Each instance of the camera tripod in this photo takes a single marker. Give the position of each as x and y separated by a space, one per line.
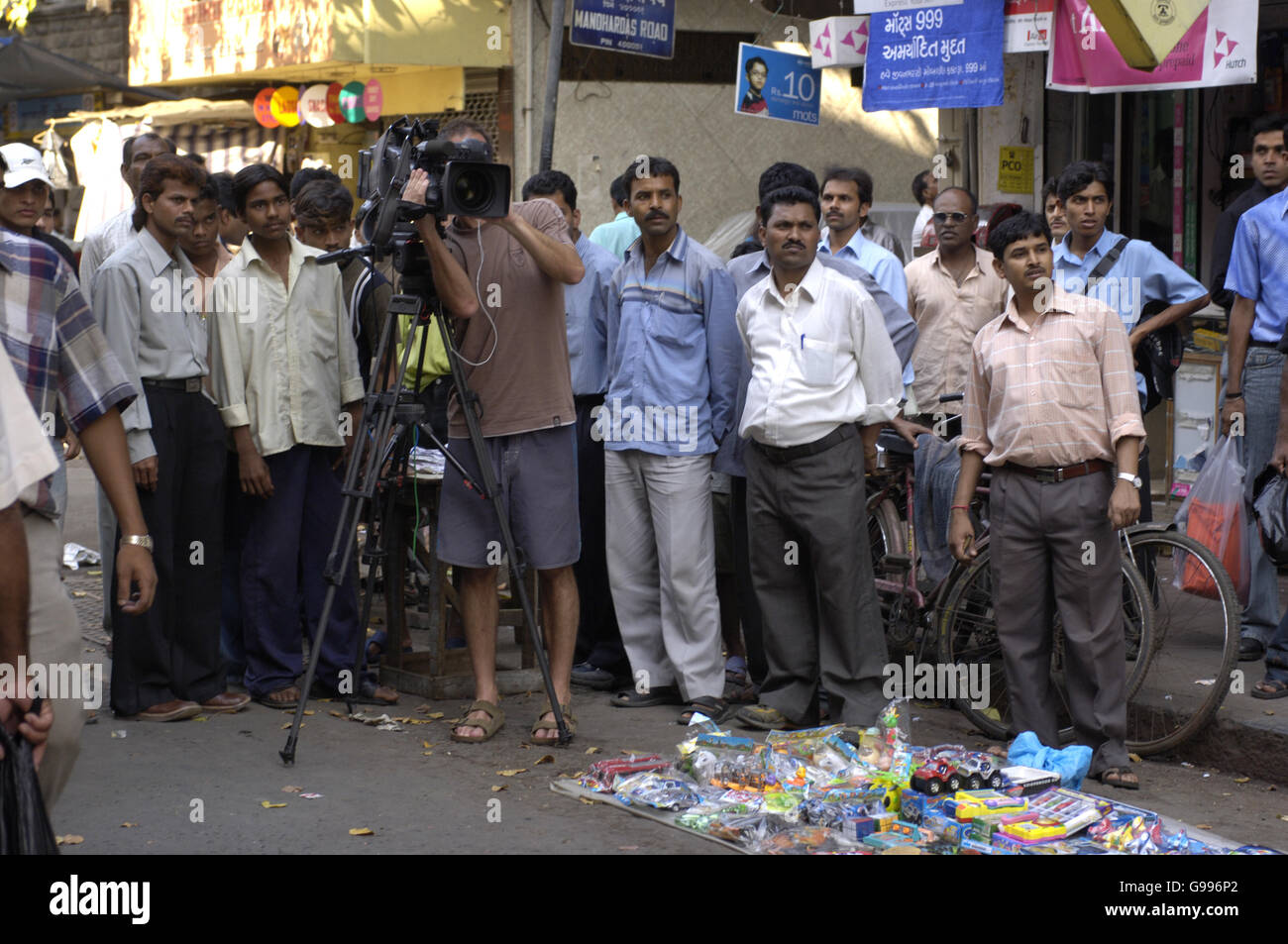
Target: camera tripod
374 465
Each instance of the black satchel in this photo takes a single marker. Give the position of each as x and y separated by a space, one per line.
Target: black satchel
1159 355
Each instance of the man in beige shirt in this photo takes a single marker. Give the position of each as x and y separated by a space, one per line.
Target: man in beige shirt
288 387
1051 407
952 294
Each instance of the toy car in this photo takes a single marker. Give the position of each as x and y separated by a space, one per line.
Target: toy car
935 777
980 772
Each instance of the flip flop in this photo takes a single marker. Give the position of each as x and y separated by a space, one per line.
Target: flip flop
1113 777
281 704
1278 689
658 694
493 723
548 725
765 719
715 708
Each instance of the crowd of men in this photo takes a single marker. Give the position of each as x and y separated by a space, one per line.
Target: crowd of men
679 439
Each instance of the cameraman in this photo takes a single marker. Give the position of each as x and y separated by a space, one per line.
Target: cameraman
514 349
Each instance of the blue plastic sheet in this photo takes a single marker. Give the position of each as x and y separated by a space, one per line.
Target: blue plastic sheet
1072 763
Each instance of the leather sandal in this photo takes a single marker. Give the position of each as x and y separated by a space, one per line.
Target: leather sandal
490 725
541 724
658 694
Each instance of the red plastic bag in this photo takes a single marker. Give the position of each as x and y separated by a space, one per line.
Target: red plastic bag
1215 514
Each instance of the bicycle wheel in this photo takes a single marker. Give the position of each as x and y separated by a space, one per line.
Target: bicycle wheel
889 544
1196 640
967 635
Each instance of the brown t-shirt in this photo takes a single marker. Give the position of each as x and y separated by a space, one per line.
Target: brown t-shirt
527 382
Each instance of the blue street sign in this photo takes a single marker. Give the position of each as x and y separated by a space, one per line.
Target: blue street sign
777 85
935 56
644 27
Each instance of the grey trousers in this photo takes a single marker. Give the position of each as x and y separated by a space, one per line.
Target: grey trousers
1052 549
662 570
812 576
107 550
54 634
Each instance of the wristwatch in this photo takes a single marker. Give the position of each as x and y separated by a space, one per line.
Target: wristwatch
143 541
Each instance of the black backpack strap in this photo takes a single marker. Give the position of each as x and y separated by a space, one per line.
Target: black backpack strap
1106 264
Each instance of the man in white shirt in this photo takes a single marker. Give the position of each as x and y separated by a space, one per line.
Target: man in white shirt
99 244
288 387
165 662
25 460
925 188
824 377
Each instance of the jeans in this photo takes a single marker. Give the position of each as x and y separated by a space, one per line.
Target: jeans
1261 373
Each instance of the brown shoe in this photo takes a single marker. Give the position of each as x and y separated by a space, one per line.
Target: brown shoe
226 703
170 711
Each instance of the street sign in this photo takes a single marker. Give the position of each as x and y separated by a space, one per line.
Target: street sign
777 85
892 5
938 56
644 27
838 42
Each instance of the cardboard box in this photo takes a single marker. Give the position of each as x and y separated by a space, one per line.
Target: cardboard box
1146 31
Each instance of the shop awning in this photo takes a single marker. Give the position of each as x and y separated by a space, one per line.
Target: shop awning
29 69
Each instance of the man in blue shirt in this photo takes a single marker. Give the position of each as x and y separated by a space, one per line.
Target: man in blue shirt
1258 278
845 206
673 366
1140 275
747 270
600 660
623 230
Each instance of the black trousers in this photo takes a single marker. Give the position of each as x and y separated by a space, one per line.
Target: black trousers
812 575
748 608
172 651
1039 536
599 642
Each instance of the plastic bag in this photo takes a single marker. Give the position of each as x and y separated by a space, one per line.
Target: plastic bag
1270 505
1215 514
25 827
1072 763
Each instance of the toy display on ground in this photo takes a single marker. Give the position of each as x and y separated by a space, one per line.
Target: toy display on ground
836 789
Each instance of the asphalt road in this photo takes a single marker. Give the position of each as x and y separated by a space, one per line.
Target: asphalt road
142 792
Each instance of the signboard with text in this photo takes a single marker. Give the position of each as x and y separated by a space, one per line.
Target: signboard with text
939 56
892 5
777 85
1028 26
1219 50
643 27
1016 170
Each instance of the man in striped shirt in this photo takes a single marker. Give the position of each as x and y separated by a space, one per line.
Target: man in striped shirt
673 365
1051 407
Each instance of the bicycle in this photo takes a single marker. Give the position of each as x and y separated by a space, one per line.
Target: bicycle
1190 626
953 620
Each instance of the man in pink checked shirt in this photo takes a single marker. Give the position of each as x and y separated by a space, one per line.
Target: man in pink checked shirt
1051 407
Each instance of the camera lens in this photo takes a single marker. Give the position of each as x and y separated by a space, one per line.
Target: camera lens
473 191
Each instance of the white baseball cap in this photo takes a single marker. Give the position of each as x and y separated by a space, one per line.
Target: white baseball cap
22 163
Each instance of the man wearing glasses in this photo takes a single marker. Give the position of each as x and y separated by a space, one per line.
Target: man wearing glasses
952 292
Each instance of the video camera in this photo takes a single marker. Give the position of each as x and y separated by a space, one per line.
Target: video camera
463 180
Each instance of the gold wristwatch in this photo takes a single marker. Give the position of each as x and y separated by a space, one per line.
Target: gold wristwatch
143 541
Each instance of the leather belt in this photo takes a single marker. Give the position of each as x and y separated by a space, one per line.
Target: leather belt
185 385
781 456
1060 472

__WHAT NEEDS TO BE DONE__: All of the lines above should be retyped precisely, apart from the pictures.

__REPLY TO THE TASK__:
Each instance of the camera tripod in this photo takes a single marker. Give the position of each as x and y separated by a space, one per line.
Target: camera tripod
374 465
Each instance of the black satchel in this photo takes a single marker. Give the position of each as x and y separated by a space, one per line.
Target: black satchel
1159 355
Each instance of the man in beige shirt in this photo takes a single marker. Give the position of each as x and y separated by a space, one per line.
Target: man in beige shirt
288 387
1051 407
952 294
Each instance of the toy car in this photo takes a single marker. Give the position of each as x and y separated by a space, one per line.
Target: toy car
935 777
980 772
Each instance of the flip flop in this photo takes a single marker. Give the position of each as x and y separated by a space, one per line.
Target: flip flop
1113 777
281 704
1278 689
658 694
493 723
548 725
765 719
715 708
Each instance of the crowd of men in this photo takes a single marker. Give the position of each as x and y separated by a space, one per line.
Target: crowd of men
679 439
Each instance of the cameraman in this photo takes a single marker. Give the position of each as x and y separated by a space, one per line.
Target: cameraman
514 349
Each instance of the blue plastic sheet in this photo takes a single marker. Give the position of each as x and y separated by a space, one per line.
Target: blue plastic sheet
1072 763
Each instance of the leather sandal in this photo takes a single marker. Give the position of each as x and y separated by a space, one per line.
Target: leather sandal
490 725
541 724
658 694
Each instance of the red plastic bag in this photo takes a single marker. Give the position of each as x and y separated by a space, one per line.
Target: red plastic bag
1215 514
Each instance of the bicycle wheel in this photo takes a single marker. Give the position of each as x and y separated by a space, one per line.
Target: bicycle wheel
889 544
1196 640
967 635
Each instance of the brown t-shirt in this photo takes a single marker. Give the position of each as x and y separated by a space, one per line.
Target: brown t-shirt
527 382
Each instance of the blue street sign in this photo takes a single marker. Give the position of each as x and y separated by a space, one per line.
Target: blue street sign
777 85
935 56
644 27
Each instance of the grey trousers in this photo takes a single marker. Give the position of each as x and y separated by a space, one per line.
Target: grey trousers
1052 549
662 570
812 576
107 550
54 634
Each instance of the wristwatch in this photo takes a single marker. Give the position of each as x and y separated by a space, one per line.
Target: wristwatch
143 541
Each instance of the black backpack strap in this photo takes a single marker. Give the position of each as x and y separated by a space, one per line.
Target: black backpack strap
1106 264
Each instance of the man in white shirt in this photo takes a single marker. Give the position of each as x and y separated by a space, one per line.
Target: man in white shirt
99 244
288 387
165 662
25 460
925 188
824 377
Each instance of the jeans in this photo takes a single marker. Give the position of each as x and y separated by a space, one per line.
Target: jeans
1261 373
Each instance of the brown shoe in this photo takes a single marker. Give the position of each as x and y separated by a space, one per line.
Target: brown shoe
226 703
170 711
Each instance of the street sign in this photo takes a single marker. Give the position of each as x and y separated by a space, one per line.
Target: street sign
777 85
892 5
938 56
644 27
838 42
Each instance of the cardboard box in this photo takes a single marker. Give the position of each as x and y separated by a space, one per line.
Target: cardboard box
1146 31
Each instance of the shop awning in this photo takes a single marker. Give the position of each as x and y separated by a space, one per line.
Target: shop awning
29 69
Each instance of the man in blue shirt in this photo takes a single marker. Give the position of each as x and y separated by a space, one per line.
Target: man in blue shirt
1258 278
845 206
673 366
1140 275
747 270
600 660
623 230
Each instance of the black trousers in this photo takes a single marker. Give the position of each as x and y separated by a space, one per line.
Target: black trousers
812 575
748 608
172 651
1039 536
599 642
Each instance of the plastic bag in this photo takes a single marker. Give the position of each as x and y separated by a space, one per line.
Target: plastic bag
1270 505
1215 514
25 827
1072 763
Each instance of the toy display on ground in this photo takes a single marker. Give the position of each as x and y separated by a space, one per line.
Target: toy display on ground
836 789
Each instance of the asphalt road in this photo takes a single marker. Give the position of each as x and y separated by a space, one per line.
Target: asphalt road
142 792
Each instance of the signboard with text in this photo takes a single marker. Give the position of each as x and y separated by a space, one per line.
Target: signboard with text
939 56
892 5
777 85
1028 26
1219 50
643 27
1016 170
Each instance of the man in striped shirt in this photo takes a single marker. Give the position of each as x and y separated by a space, one per line.
Target: man in striped shirt
673 365
1051 407
Each instance of the bicycle in this photo takes a single marker. Give the position of each as x and y separated by a space, one per line.
Target: bicycle
1190 626
953 620
Each instance of the man in pink checked shirt in this photo takes a single marker. Give the position of each as x and y separated by a space, one per line.
Target: man in pink checked shirt
1051 407
Each instance of the camera lens in this photo takes a single marker. Give the position of each as x and y separated by a space, one per line.
Target: camera lens
473 191
Each instance of the white baseball cap in this photo takes a single marker. Give the position of each as x and y separated by a space, one per line.
Target: white baseball cap
22 163
Each instance of the man wearing glasses in this photo takes a single marker. Give the position of each as x and y separated by a space, one per line.
Target: man wearing glasses
952 292
Each instance of the video camera in this photo takes a single marker. Give the position of each as x and y separated by a space, one per line.
Target: video camera
463 180
Each instance of the gold wristwatch in this photo takes a single marker. Give the position of each as x and y separated by a space, one per line.
Target: gold wristwatch
143 541
Each instance of the leather belt in this photo takes a single marker. Give the position of each as x and y separated by a space, one per line.
Target: leather belt
185 385
781 456
1060 472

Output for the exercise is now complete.